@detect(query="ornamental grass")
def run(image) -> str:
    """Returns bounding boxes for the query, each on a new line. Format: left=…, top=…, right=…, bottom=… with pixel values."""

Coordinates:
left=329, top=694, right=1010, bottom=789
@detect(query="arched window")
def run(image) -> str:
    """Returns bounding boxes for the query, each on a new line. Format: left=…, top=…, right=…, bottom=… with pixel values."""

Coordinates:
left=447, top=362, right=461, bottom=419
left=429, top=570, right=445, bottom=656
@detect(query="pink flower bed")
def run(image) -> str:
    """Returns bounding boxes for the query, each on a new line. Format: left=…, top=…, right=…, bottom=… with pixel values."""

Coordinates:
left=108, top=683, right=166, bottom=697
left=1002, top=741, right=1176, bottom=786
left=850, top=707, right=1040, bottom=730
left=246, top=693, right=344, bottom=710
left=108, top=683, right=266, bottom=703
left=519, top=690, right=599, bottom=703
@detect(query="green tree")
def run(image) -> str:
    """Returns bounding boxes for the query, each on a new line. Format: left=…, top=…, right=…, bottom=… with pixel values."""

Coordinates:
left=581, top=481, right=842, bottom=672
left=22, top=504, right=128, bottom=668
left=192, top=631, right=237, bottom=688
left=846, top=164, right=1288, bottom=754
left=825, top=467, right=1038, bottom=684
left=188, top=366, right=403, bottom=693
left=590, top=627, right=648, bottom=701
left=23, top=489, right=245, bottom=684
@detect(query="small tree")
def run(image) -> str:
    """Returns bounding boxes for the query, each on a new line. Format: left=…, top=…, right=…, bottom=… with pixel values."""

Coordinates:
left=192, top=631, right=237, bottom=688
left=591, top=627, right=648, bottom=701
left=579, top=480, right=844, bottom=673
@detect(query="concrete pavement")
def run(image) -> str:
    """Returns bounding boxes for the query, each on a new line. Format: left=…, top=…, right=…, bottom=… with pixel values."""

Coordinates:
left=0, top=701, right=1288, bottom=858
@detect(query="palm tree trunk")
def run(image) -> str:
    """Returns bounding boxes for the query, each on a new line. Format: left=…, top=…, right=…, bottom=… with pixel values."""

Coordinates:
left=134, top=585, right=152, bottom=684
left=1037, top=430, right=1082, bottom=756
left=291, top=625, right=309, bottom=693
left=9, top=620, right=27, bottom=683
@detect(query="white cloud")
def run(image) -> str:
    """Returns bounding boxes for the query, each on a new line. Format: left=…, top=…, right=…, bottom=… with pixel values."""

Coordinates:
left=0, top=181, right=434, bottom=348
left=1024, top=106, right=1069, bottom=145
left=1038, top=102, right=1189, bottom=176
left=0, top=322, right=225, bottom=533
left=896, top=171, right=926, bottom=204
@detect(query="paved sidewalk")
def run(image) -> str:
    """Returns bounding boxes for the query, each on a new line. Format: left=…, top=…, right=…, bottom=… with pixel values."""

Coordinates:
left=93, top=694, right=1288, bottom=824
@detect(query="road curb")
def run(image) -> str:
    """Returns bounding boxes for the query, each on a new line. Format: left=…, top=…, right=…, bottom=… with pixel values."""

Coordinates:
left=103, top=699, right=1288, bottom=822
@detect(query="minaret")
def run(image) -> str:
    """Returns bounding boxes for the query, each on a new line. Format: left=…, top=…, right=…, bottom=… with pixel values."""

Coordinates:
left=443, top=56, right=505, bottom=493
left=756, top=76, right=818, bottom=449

▸ Exercise goal
Rewrite everything from the start of the data down to the line that holds "left=429, top=570, right=445, bottom=656", with "arched window" changed to "round window" and nothing else altered.

▸ Finished task
@detect(query="ornamental grass")
def run(image) -> str:
    """Returns bounding boxes for the query, each on a new line. Format: left=…, top=…, right=…, bottom=… with pixel values."""

Coordinates:
left=329, top=694, right=1010, bottom=789
@detect(query="round window")
def run(image) -> str:
    """Returns bounding boxes for the query, each on a new line. Format: left=…, top=…, right=…, bottom=… with pixel values."""

Coordinates:
left=447, top=362, right=461, bottom=419
left=429, top=570, right=445, bottom=656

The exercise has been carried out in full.